• [Исходные данные]:
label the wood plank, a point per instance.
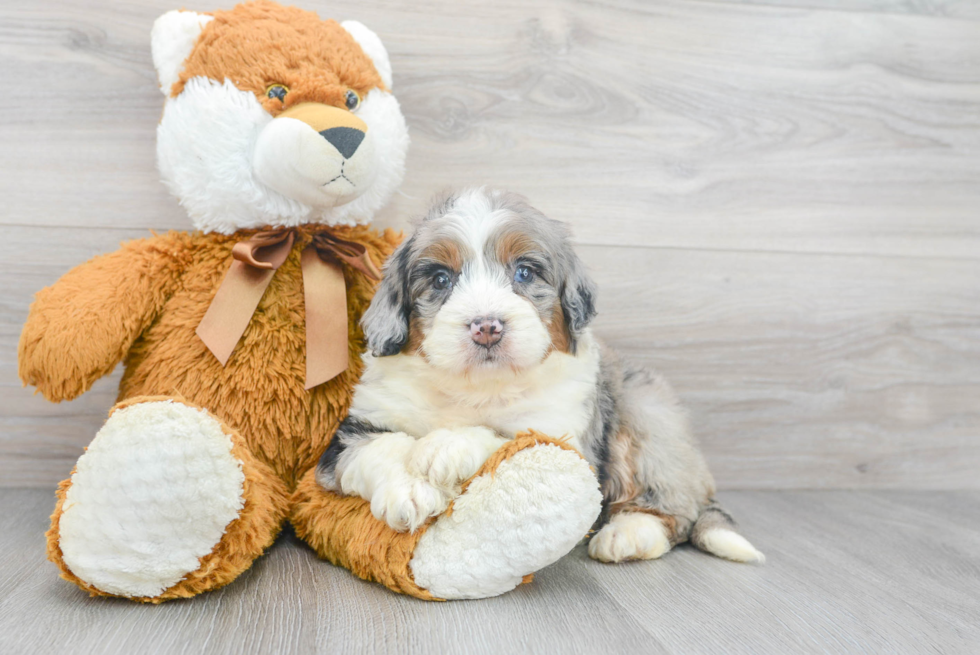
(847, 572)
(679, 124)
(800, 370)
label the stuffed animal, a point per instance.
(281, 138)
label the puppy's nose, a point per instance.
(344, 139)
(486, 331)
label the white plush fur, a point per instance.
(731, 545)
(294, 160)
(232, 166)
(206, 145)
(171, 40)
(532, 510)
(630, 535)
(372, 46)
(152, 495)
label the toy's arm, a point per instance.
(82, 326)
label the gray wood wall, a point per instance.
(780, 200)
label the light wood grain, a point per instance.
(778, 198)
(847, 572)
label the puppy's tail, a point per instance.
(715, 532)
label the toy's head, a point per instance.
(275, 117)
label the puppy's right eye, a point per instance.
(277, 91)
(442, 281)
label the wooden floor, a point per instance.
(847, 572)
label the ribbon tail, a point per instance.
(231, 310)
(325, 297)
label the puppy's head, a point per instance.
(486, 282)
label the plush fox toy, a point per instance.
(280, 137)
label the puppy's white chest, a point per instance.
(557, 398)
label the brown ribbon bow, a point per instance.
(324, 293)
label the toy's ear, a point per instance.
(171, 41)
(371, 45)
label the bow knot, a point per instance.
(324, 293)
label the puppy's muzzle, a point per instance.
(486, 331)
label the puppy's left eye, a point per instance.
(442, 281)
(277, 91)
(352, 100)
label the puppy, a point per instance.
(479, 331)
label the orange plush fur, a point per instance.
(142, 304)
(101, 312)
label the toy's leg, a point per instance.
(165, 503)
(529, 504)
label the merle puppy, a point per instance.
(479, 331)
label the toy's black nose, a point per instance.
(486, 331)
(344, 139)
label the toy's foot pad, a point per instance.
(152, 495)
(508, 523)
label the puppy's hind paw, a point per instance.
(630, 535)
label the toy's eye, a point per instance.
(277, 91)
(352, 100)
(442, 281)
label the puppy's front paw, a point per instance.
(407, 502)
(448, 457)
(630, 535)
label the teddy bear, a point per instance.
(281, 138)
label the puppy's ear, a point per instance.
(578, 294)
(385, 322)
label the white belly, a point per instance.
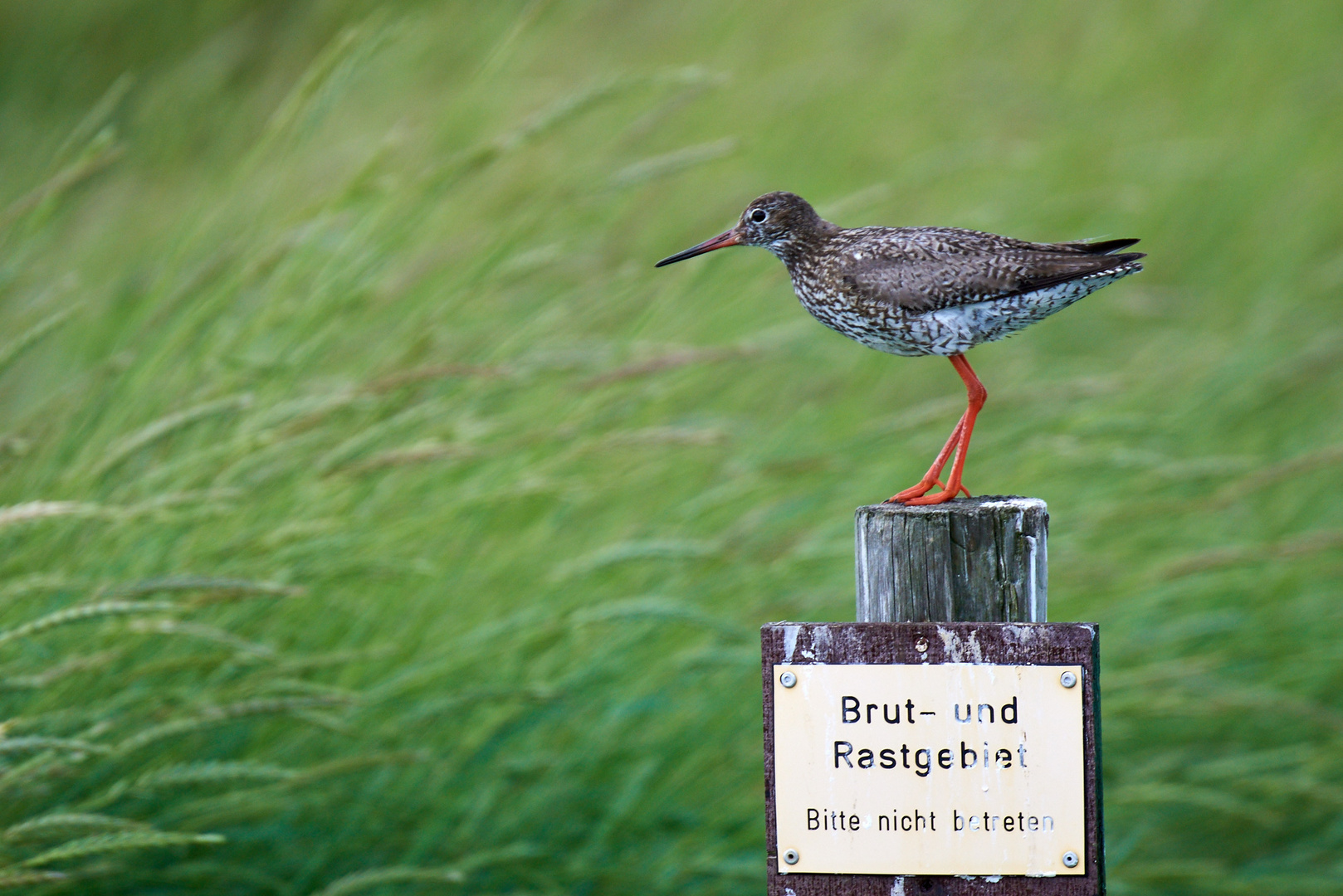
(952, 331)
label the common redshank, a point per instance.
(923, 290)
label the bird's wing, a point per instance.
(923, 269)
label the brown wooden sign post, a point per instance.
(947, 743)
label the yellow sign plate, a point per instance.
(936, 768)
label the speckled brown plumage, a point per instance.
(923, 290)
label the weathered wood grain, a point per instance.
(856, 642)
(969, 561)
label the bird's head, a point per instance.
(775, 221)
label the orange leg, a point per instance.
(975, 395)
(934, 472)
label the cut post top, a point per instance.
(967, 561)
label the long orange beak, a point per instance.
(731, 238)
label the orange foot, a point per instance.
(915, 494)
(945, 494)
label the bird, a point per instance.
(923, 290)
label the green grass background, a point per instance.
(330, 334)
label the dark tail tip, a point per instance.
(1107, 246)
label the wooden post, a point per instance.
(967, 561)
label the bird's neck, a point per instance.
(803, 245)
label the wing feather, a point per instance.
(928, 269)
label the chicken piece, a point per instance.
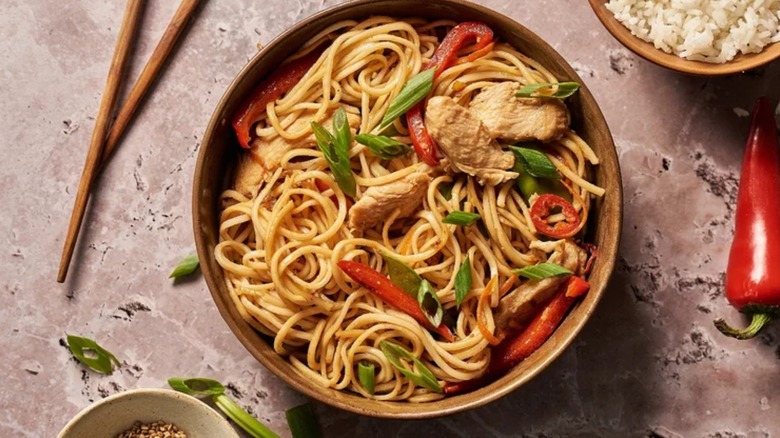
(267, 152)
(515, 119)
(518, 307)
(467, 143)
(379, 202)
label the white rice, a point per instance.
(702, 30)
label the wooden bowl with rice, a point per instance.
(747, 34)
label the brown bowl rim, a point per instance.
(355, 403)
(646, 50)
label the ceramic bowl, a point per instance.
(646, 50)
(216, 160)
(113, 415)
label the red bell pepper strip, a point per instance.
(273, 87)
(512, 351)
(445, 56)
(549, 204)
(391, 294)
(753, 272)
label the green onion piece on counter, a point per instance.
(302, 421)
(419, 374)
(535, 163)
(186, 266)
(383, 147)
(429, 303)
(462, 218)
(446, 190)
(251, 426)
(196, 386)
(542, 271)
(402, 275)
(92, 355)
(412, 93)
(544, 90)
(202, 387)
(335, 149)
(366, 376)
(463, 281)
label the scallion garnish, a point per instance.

• [Постановка задачи]:
Продублируйте дословно все строки от той, в которой есть «label the wooden bowl», до самого конца записей, включая обе границы.

• [Выполненное задание]:
label the wooden bowl with rice, a point per instance.
(747, 34)
label the brown bowl rim, a point per instance.
(355, 403)
(646, 50)
label the ceramic bowl, a point per instance.
(646, 50)
(216, 160)
(113, 415)
label the red bell pepper strip, a point per instance.
(273, 87)
(512, 351)
(445, 56)
(549, 204)
(391, 294)
(753, 272)
label the green onion piece on counter, a point per instance.
(302, 421)
(419, 374)
(535, 163)
(186, 266)
(383, 147)
(429, 303)
(462, 218)
(446, 190)
(251, 426)
(196, 386)
(542, 271)
(402, 275)
(92, 355)
(412, 93)
(544, 90)
(202, 387)
(335, 149)
(366, 376)
(463, 281)
label the scallion garnish, a point per instance.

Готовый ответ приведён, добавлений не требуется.